=== YOUR TASK ===
Write the records out again, unchanged.

[Stored data entries]

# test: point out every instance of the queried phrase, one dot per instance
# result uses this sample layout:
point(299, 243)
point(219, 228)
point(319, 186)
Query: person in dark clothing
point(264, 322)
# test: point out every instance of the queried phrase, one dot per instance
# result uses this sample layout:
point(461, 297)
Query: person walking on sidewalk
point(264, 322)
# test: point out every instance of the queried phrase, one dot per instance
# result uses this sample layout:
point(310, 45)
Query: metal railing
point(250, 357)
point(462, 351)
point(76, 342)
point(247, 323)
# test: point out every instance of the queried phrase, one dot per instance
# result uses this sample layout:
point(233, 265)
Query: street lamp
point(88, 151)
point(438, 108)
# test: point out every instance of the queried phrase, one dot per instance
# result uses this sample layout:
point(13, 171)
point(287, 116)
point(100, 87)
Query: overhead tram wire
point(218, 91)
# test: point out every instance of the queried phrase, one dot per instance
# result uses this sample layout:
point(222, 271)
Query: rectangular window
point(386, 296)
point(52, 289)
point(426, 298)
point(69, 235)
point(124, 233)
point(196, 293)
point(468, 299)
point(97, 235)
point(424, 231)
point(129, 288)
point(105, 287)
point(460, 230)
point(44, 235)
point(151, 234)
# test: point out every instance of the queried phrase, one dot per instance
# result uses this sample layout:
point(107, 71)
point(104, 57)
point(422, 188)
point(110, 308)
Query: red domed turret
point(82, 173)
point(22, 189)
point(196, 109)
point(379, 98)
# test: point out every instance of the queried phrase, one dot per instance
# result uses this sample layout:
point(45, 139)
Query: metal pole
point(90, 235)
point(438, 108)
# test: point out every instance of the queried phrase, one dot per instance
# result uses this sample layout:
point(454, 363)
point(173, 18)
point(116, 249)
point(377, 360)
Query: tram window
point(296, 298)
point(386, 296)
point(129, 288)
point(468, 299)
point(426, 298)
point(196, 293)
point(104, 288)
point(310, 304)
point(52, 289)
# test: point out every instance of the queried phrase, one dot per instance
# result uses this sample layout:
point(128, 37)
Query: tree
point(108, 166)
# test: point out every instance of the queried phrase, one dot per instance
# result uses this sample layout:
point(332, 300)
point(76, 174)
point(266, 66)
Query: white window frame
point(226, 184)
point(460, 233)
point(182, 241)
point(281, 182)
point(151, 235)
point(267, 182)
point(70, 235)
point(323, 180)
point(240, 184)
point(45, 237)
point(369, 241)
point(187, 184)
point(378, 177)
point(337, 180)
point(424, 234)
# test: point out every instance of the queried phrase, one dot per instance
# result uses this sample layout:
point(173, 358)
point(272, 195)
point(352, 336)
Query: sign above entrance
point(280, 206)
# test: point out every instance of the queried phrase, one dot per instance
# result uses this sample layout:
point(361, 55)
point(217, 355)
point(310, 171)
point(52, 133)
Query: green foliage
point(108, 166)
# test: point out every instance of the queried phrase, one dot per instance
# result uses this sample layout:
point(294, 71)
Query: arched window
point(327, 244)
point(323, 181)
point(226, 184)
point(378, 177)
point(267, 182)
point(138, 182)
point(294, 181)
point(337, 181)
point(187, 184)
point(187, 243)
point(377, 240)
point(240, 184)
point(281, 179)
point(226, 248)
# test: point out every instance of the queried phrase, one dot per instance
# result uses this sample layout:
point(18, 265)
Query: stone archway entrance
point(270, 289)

=== RESPONSE TO THE TASK ===
# test: point out every instance of the queried phrase, one dot per instance
# result uses this sample layout:
point(299, 243)
point(219, 228)
point(319, 186)
Query: person in dark clothing
point(264, 322)
# test: point out every instance of the queried phrase, one dot per instance
# result uses this sample layout:
point(461, 297)
Query: person walking on sidewalk
point(264, 322)
# test: point out every instance of the queried phrase, one dot per instance
# result uses this sample layout:
point(310, 45)
Query: metal railing
point(250, 357)
point(462, 351)
point(76, 342)
point(247, 323)
# test: point out every instance of the queried phrase, one dot per instance
# result uses this sample layout:
point(233, 265)
Query: street lamp
point(88, 151)
point(438, 108)
# test: point out every instance of the queried phrase, one dot per instance
# result uses this sample layout:
point(13, 171)
point(287, 116)
point(100, 87)
Query: overhead tram wire
point(218, 91)
# test: point out every instance of the queried phrase, one dot per instance
# result uses this sample layout:
point(222, 271)
Query: rectangular window
point(386, 296)
point(52, 289)
point(426, 298)
point(69, 235)
point(124, 233)
point(196, 293)
point(468, 299)
point(97, 235)
point(424, 231)
point(129, 288)
point(105, 287)
point(460, 230)
point(44, 235)
point(151, 234)
# test: point out every instance of the queried phrase, one dot per instance
# result uses this sample layout:
point(107, 71)
point(104, 57)
point(422, 188)
point(110, 308)
Query: red domed turret
point(82, 173)
point(22, 189)
point(196, 109)
point(379, 98)
# test: point out every instance of the queried phrase, one dot per instance
# result uses this sample layout:
point(45, 139)
Query: metal pole
point(90, 235)
point(438, 108)
# test: point out every instance of the queried phrase, one dot per instance
# result uses this sample layout:
point(454, 363)
point(173, 18)
point(116, 249)
point(377, 360)
Query: tram window
point(296, 298)
point(386, 296)
point(129, 288)
point(468, 299)
point(426, 298)
point(196, 293)
point(104, 288)
point(310, 304)
point(52, 289)
# test: point out every instance of the queried phrase, one dot per instance
# result uses this sample layout:
point(128, 37)
Query: tree
point(108, 166)
# test: point out every instance of the queried phrase, one dot per instance
# result uses this sample layout:
point(332, 300)
point(76, 174)
point(266, 66)
Query: white window frame
point(226, 184)
point(460, 233)
point(182, 241)
point(281, 182)
point(151, 235)
point(267, 182)
point(70, 235)
point(323, 180)
point(240, 184)
point(45, 237)
point(369, 241)
point(187, 184)
point(378, 177)
point(337, 180)
point(424, 234)
# test: point out every instance of the queried phrase, one dot per instance
# result uses this sample layout:
point(173, 358)
point(272, 195)
point(352, 336)
Query: sign above entrance
point(280, 206)
# test: point out every instance of the queried phrase, one dot per instance
# result uses this sample layout:
point(361, 55)
point(217, 355)
point(310, 171)
point(52, 133)
Query: green foliage
point(108, 166)
# test: point out every instance of the queried phrase, one dot per instance
# result uses this sample layout:
point(294, 71)
Query: arched window
point(327, 244)
point(323, 181)
point(226, 184)
point(378, 177)
point(267, 182)
point(138, 182)
point(294, 181)
point(337, 181)
point(187, 184)
point(187, 243)
point(377, 240)
point(240, 184)
point(281, 179)
point(226, 248)
# test: point out every instance of the queried phrase, one dot per instance
# result uses this sample layout:
point(18, 265)
Query: stone archway entrance
point(270, 289)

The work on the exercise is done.